Restate the entire listing word for word.

** START **

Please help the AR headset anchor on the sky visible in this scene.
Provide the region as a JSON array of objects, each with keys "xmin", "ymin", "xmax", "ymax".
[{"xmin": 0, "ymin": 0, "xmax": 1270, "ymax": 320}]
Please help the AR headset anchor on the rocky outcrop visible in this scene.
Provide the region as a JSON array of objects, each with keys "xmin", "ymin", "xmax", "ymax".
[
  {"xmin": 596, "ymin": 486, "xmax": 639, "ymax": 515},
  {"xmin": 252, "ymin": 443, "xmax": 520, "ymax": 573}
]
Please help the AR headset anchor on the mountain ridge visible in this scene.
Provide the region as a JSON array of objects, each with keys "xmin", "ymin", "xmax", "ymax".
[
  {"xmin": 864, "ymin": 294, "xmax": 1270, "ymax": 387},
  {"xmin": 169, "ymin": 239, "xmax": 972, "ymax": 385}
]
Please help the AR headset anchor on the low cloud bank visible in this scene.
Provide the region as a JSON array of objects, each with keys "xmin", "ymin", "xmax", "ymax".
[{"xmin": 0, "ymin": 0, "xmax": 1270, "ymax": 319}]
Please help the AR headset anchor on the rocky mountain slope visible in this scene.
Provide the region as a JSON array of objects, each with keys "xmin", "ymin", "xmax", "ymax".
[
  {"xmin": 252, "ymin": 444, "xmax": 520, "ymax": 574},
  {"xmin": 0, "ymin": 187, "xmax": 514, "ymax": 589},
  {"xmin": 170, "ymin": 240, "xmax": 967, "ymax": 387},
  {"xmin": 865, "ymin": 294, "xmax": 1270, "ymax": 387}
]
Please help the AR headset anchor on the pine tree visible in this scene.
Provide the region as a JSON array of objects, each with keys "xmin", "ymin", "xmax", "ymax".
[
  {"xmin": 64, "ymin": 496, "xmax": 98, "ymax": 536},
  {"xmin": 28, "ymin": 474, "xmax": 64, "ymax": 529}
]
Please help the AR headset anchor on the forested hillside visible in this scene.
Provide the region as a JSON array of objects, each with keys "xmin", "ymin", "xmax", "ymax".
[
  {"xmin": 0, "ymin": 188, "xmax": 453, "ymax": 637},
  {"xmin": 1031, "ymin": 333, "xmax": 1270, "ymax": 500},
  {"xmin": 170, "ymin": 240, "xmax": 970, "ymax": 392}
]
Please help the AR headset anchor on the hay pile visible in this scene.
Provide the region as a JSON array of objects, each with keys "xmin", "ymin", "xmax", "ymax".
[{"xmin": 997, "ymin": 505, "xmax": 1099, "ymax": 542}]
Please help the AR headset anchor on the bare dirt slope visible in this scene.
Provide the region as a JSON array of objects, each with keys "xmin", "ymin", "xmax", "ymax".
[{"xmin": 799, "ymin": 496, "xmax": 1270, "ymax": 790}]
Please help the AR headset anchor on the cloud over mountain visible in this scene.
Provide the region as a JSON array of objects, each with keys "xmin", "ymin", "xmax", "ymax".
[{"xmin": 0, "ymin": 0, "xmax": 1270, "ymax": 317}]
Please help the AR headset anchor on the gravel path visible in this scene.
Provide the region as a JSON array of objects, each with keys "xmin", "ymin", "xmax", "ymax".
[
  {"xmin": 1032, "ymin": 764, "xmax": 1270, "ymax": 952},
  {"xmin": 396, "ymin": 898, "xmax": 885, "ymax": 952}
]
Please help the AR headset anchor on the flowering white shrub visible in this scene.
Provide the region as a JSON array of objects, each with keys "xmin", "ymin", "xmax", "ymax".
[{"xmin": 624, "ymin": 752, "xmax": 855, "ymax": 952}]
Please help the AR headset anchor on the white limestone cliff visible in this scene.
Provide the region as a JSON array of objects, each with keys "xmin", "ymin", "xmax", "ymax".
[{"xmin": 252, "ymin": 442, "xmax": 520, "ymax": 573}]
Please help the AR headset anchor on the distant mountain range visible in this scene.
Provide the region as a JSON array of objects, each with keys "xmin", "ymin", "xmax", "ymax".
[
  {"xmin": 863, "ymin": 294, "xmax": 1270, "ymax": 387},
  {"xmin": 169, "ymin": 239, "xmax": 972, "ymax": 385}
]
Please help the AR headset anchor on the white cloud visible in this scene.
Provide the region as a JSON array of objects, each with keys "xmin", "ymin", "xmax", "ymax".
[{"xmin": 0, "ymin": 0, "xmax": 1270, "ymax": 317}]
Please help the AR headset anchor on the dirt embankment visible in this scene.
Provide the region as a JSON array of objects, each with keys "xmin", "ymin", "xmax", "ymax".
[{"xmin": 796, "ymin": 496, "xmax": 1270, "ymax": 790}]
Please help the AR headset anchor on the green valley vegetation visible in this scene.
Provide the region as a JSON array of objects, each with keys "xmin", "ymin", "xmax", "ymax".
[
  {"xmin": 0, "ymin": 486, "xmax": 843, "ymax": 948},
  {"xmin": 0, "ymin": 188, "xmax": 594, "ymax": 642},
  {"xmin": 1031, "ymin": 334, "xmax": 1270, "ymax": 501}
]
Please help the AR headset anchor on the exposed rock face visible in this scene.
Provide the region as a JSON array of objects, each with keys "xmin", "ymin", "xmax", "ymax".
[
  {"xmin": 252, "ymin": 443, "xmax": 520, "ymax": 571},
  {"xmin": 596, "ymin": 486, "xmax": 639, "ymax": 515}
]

** END **

_OUTPUT_
Please help the AR headset anchor on the sky visible in this scene.
Provide the region as a JSON array of objects, each with keys "xmin", "ymin", "xmax", "ymax".
[{"xmin": 0, "ymin": 0, "xmax": 1270, "ymax": 320}]
Please help the AR headset anchor on the rocky outcrop visible in this scene.
Provide the region as a JSON array of objects, each with keys "xmin", "ymin", "xmax", "ymax".
[
  {"xmin": 596, "ymin": 486, "xmax": 639, "ymax": 515},
  {"xmin": 252, "ymin": 443, "xmax": 520, "ymax": 573}
]
Please help the AR headset anchor on the mountain ridge visible in this scene.
Provide the region as a JSON array of objects, each with keys "xmin", "ymin", "xmax", "ymax".
[
  {"xmin": 864, "ymin": 294, "xmax": 1270, "ymax": 387},
  {"xmin": 169, "ymin": 239, "xmax": 972, "ymax": 385}
]
Please help the AR headset anchor on the low cloud bank visible in this scene.
Provide the region as a JSON array of objects, each with keys "xmin", "ymin", "xmax", "ymax".
[{"xmin": 0, "ymin": 0, "xmax": 1270, "ymax": 319}]
Please help the AR headset anchor on the rocky mountain slope visible in this scene.
Provide the region as a JSON array of objects, each with keys "xmin", "ymin", "xmax", "ymax".
[
  {"xmin": 252, "ymin": 444, "xmax": 520, "ymax": 574},
  {"xmin": 0, "ymin": 187, "xmax": 514, "ymax": 589},
  {"xmin": 170, "ymin": 240, "xmax": 967, "ymax": 387},
  {"xmin": 865, "ymin": 294, "xmax": 1270, "ymax": 387}
]
Please help the AR headset anchor on the pine tree visible in this scene.
Provide the region as a JSON array of objects, each with keys "xmin", "ymin", "xmax", "ymax".
[
  {"xmin": 64, "ymin": 496, "xmax": 98, "ymax": 536},
  {"xmin": 28, "ymin": 474, "xmax": 64, "ymax": 529}
]
Please help the AR headset anchor on the forested hillside visible in this scene.
Provide the region as a JSON array of objects, each with keys "xmin", "ymin", "xmax", "ymax".
[
  {"xmin": 0, "ymin": 188, "xmax": 453, "ymax": 637},
  {"xmin": 1031, "ymin": 333, "xmax": 1270, "ymax": 500},
  {"xmin": 170, "ymin": 240, "xmax": 970, "ymax": 392}
]
Please help the AR headset anchor on the hay pile visible in this scene.
Provide the region as a JSON array of objects, each with keys "xmin", "ymin", "xmax", "ymax".
[{"xmin": 997, "ymin": 505, "xmax": 1099, "ymax": 542}]
Please help the AR headset anchor on the bare dirt slope visible in this scene.
Provide the region as a JSON array of objects, each with keys "xmin", "ymin", "xmax", "ymax".
[{"xmin": 799, "ymin": 496, "xmax": 1270, "ymax": 790}]
Please help the AR headset anchor on the cloud over mountain visible in this scene.
Provide the region as a JSON array of objects, each with keys "xmin", "ymin", "xmax", "ymax".
[{"xmin": 0, "ymin": 0, "xmax": 1270, "ymax": 317}]
Please help the AR headset anchor on the gravel path visible in this scene.
Provide the region as a JSON array of objects, each with keys "xmin", "ymin", "xmax", "ymax".
[
  {"xmin": 1032, "ymin": 764, "xmax": 1270, "ymax": 952},
  {"xmin": 396, "ymin": 898, "xmax": 885, "ymax": 952}
]
Please help the AR headset anchor on the flowering white shrub visible in this scene.
Provide the region as a JSON array of objects, each with keys "xmin", "ymin", "xmax", "ymax".
[{"xmin": 624, "ymin": 752, "xmax": 855, "ymax": 952}]
Please help the AR headset anchor on the white limestone cliff visible in this scene.
Provide the region as a JSON array of objects, each with keys "xmin", "ymin", "xmax", "ymax".
[{"xmin": 252, "ymin": 442, "xmax": 520, "ymax": 573}]
Please help the AR headset anchor on the distant mountain range visible in this scene.
Provide the region as a JSON array of objects, each with keys "xmin", "ymin", "xmax", "ymax".
[
  {"xmin": 863, "ymin": 294, "xmax": 1270, "ymax": 387},
  {"xmin": 169, "ymin": 239, "xmax": 972, "ymax": 385}
]
Please help the AR headset anchor on the white cloud visible in this scene.
Provide the region as a JSON array of objects, each with keys "xmin", "ymin", "xmax", "ymax".
[{"xmin": 0, "ymin": 0, "xmax": 1270, "ymax": 317}]
Please help the AR headset anchor on the dirt embankment visible in this scene.
Provide the region as a JSON array of objects, each with keys "xmin", "ymin", "xmax", "ymax".
[{"xmin": 796, "ymin": 496, "xmax": 1270, "ymax": 790}]
Please help the AR headset anchor on the green valley vegetation visible in this scene.
Provide the region as a JSON array of objects, each with keys "xmin", "ymin", "xmax", "ymax".
[
  {"xmin": 0, "ymin": 486, "xmax": 843, "ymax": 948},
  {"xmin": 0, "ymin": 188, "xmax": 594, "ymax": 642},
  {"xmin": 1031, "ymin": 334, "xmax": 1270, "ymax": 501}
]
Please help the AR headset anchor on the exposed rock face visible in this scene.
Provide the region as a JSON array of objects, each with keys "xmin", "ymin", "xmax", "ymax".
[
  {"xmin": 252, "ymin": 443, "xmax": 520, "ymax": 571},
  {"xmin": 596, "ymin": 486, "xmax": 639, "ymax": 515}
]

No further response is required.